Hong Kong Financial Secretary Antony Leung Kam-chung has announced a two-man panel to look into the penny-share fiasco which has left the SAR's economic managers with egg (or worse) on their faces, and said he would resign if he was found responsible.

"As the chief of the local financial market, I might have responsibility for the chaos. If the panel findings show I have made any mistakes in the incident and if such mistakes lead the public and Chief Executive to consider that I should step down, I will do so," he said.

After Hong Kong Exchanges and Clearing announced proposals last week for the compulsory de-listing of penny shares there was panic selling, and the Government had to step in to tell HKEx to withdraw its proposals for further consideration.

The panel will consist of former stock exchange council member Gordon Kwong Chi-keung and barrister Robert Kotewall, and they will review the roles of the officials involved, including Antony Leung, Secretary for Financial Services and the Treasury Frederick Ma Si-hang and stock exchange chief executive Kwong Ki-chi.

Mr Ma told yesterday's Legco financial affairs panel meeting that he bore a certain degree of responsibility for the incident, but said that that no one complained to him the delisting proposals were too harsh before their release.

In an attempt to exculpate itself, Hong Kong Exchanges and Clearing has released a detailed timetable of its discussions with the Securities and Futures Commission, which nowadays has a measure of regulatory responsibility for market trading, and, amazingly, it emerges that the SFC wanted to set the trading threshold for share consolidation at HK$1, while HKEx had originally proposed only that stocks trading at or below one HK cent for more than 20 days in a quarter would have to consolidate their shares.

The crucial question is, when did share consolidation proposals turn into de-listing proposals, and whose idea was it? Any fool can see that if you make a rule that de-lists shares under a certain level, then once they are under that level they are worthless. At the minimum, a listed company should have, say, 3 months to make a consolidation proposal before de-listing could click in.

More than 200 penny stocks fell by between 5 and 90 per cent last Friday after the de-listing proposals were announced.

REQUIRED TASKS
• 1. According to the penny-share article, why did Hong Kong Exchanges and Clearing release a detailed timetable of its discussions with the Securities and Futures Commission?
• 2. Set down the passage of the penny-share article from "Mr Ma told yesterday's" up to and including "consolidate their shares.", word for word.

Location annotation dataset excerpts
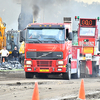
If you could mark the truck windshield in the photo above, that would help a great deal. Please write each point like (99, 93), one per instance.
(45, 35)
(87, 31)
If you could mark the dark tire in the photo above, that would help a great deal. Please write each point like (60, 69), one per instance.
(67, 75)
(28, 75)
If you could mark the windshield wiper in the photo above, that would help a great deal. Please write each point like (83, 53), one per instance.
(37, 39)
(52, 38)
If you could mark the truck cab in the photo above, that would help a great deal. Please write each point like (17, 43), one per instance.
(48, 49)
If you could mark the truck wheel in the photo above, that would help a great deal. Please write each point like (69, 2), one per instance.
(78, 74)
(28, 75)
(67, 75)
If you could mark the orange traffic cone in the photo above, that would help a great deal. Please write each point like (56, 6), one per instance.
(35, 92)
(3, 60)
(82, 91)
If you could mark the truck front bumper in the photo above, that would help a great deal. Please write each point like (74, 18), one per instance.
(45, 70)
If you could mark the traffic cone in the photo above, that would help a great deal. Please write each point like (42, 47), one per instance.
(3, 60)
(82, 91)
(35, 92)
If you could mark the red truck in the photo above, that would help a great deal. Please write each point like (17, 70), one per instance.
(48, 49)
(87, 50)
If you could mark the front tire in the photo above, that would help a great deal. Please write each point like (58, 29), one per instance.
(67, 75)
(28, 75)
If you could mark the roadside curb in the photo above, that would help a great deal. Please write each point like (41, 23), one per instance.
(92, 95)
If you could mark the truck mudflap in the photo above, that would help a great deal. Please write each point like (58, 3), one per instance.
(45, 70)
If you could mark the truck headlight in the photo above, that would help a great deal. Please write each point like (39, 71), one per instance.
(29, 62)
(60, 62)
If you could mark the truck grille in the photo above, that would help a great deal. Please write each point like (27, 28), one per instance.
(44, 63)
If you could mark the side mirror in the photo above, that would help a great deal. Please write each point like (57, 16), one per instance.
(21, 37)
(70, 36)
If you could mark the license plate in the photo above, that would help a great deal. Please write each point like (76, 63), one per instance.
(44, 70)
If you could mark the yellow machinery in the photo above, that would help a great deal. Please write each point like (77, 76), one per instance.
(12, 40)
(2, 34)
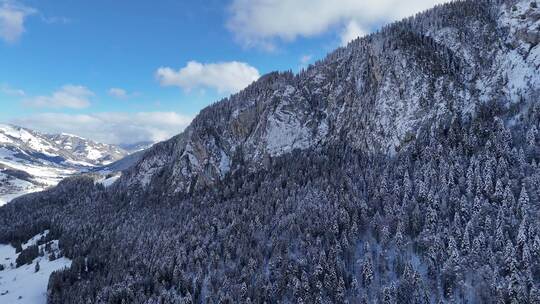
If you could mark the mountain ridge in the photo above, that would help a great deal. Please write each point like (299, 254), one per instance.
(400, 169)
(32, 161)
(283, 111)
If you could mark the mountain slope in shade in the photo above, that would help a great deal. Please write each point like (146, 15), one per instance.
(377, 93)
(402, 168)
(31, 161)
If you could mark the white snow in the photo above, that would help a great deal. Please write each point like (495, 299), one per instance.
(23, 285)
(285, 133)
(107, 182)
(224, 164)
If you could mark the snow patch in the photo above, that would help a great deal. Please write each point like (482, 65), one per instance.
(23, 285)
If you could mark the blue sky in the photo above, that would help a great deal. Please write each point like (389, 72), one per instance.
(125, 71)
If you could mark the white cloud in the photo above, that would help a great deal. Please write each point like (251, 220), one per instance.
(225, 77)
(118, 93)
(305, 59)
(12, 18)
(69, 96)
(8, 90)
(263, 22)
(110, 127)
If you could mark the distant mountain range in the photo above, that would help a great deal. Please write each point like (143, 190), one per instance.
(32, 161)
(402, 168)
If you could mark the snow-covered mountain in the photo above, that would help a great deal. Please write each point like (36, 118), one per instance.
(32, 161)
(402, 168)
(377, 93)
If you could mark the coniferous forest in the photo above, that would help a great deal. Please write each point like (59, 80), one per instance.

ANSWERS TO THE EXERCISE
• 1. It released the timetable in an attempt to clear itself of blame for the penny-share fiasco.

• 2.
Mr Ma told yesterday's Legco financial affairs panel meeting that he bore a certain degree of responsibility for the incident, but said that that no one complained to him the delisting proposals were too harsh before their release.

In an attempt to exculpate itself, Hong Kong Exchanges and Clearing has released a detailed timetable of its discussions with the Securities and Futures Commission, which nowadays has a measure of regulatory responsibility for market trading, and, amazingly, it emerges that the SFC wanted to set the trading threshold for share consolidation at HK$1, while HKEx had originally proposed only that stocks trading at or below one HK cent for more than 20 days in a quarter would have to consolidate their shares.